EXERCISE INSTRUCTIONS: Pick out each line in the rows below that contains the word "player", and copy those lines.
----- DATA RECORDS -----
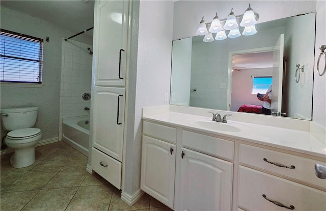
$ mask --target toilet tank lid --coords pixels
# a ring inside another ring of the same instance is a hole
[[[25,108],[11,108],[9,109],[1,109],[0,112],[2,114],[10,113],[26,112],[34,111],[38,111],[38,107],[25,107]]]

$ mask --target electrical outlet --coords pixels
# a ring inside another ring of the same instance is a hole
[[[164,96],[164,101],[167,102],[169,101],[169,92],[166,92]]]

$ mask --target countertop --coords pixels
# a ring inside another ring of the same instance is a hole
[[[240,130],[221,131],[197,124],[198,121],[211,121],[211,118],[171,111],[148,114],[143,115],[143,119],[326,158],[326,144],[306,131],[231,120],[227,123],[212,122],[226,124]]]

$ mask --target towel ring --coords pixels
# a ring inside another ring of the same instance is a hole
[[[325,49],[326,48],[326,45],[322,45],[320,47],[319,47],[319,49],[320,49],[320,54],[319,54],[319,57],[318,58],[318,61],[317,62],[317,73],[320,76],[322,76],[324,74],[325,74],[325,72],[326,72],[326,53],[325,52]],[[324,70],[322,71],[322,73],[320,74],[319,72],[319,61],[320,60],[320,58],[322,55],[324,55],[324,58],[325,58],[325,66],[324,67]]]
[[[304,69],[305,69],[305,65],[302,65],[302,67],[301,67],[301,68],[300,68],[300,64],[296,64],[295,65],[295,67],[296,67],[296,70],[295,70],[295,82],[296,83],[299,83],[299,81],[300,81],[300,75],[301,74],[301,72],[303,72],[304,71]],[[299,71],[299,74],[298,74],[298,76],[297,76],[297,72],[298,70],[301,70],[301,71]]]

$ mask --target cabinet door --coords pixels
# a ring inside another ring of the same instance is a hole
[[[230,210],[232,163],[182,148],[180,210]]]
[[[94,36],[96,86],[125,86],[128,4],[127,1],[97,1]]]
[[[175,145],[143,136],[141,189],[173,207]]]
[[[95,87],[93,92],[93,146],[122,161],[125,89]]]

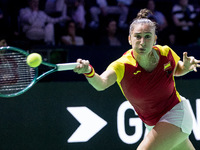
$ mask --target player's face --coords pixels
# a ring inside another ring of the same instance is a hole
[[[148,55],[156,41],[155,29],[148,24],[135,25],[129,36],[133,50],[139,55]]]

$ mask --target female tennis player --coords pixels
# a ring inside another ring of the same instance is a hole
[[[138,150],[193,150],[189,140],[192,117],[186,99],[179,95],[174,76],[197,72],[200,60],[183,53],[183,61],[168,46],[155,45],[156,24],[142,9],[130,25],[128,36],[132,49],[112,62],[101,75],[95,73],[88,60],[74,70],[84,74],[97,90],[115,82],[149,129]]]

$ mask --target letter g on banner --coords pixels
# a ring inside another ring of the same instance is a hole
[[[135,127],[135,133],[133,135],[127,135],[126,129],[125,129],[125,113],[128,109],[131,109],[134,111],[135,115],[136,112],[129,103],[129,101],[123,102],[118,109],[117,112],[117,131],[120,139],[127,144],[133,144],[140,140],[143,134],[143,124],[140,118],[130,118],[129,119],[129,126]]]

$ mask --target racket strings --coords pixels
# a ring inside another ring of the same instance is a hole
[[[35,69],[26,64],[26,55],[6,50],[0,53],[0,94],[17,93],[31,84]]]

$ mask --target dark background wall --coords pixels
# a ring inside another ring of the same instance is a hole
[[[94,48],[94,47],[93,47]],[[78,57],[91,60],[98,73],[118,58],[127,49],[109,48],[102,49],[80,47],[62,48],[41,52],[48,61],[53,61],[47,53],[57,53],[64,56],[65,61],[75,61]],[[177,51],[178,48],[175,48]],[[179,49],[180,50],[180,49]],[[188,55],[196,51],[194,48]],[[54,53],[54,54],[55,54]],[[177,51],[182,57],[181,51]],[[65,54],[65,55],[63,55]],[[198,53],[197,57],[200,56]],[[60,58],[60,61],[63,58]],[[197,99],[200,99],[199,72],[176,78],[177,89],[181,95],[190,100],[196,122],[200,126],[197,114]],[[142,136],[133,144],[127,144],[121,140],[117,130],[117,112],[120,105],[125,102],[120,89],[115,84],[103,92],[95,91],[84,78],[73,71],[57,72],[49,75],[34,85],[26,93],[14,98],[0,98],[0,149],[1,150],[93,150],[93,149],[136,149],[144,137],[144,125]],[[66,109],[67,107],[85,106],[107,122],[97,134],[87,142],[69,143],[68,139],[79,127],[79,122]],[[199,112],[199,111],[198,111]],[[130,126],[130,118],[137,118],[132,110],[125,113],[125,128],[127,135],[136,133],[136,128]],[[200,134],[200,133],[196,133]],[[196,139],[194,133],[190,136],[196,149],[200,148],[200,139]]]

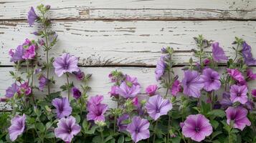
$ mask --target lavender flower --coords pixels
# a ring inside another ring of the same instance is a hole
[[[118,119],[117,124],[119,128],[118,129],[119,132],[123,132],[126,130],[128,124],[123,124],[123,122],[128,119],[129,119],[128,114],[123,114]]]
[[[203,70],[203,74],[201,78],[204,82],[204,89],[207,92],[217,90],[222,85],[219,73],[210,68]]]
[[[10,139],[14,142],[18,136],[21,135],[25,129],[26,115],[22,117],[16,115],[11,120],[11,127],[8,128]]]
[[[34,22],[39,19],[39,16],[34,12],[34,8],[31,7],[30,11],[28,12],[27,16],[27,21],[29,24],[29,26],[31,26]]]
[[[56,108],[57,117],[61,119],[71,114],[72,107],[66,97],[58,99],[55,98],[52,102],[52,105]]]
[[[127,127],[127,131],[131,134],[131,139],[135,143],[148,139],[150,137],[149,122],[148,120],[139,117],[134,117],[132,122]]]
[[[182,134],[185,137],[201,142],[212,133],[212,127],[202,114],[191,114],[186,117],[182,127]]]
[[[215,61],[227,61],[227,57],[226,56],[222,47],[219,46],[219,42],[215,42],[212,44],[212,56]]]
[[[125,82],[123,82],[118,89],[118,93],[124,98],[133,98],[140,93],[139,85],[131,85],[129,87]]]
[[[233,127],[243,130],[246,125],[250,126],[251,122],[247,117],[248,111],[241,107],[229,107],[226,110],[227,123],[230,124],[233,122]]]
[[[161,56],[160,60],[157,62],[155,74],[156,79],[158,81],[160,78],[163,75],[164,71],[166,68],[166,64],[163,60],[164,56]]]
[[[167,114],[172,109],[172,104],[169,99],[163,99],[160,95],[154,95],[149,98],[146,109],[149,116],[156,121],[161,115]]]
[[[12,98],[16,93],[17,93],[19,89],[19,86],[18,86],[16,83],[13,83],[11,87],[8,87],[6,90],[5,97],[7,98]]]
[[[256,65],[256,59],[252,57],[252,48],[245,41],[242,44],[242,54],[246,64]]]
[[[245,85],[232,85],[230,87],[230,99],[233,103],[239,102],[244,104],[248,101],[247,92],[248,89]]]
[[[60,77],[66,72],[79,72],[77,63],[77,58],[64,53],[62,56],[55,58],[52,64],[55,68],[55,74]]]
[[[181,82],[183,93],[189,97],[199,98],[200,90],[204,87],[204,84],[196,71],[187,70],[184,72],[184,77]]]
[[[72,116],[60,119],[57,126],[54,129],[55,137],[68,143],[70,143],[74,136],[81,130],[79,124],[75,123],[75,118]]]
-----
TASK RESULT:
$ mask --target player's face --coords pixels
$ mask --target female tennis player --coords pixels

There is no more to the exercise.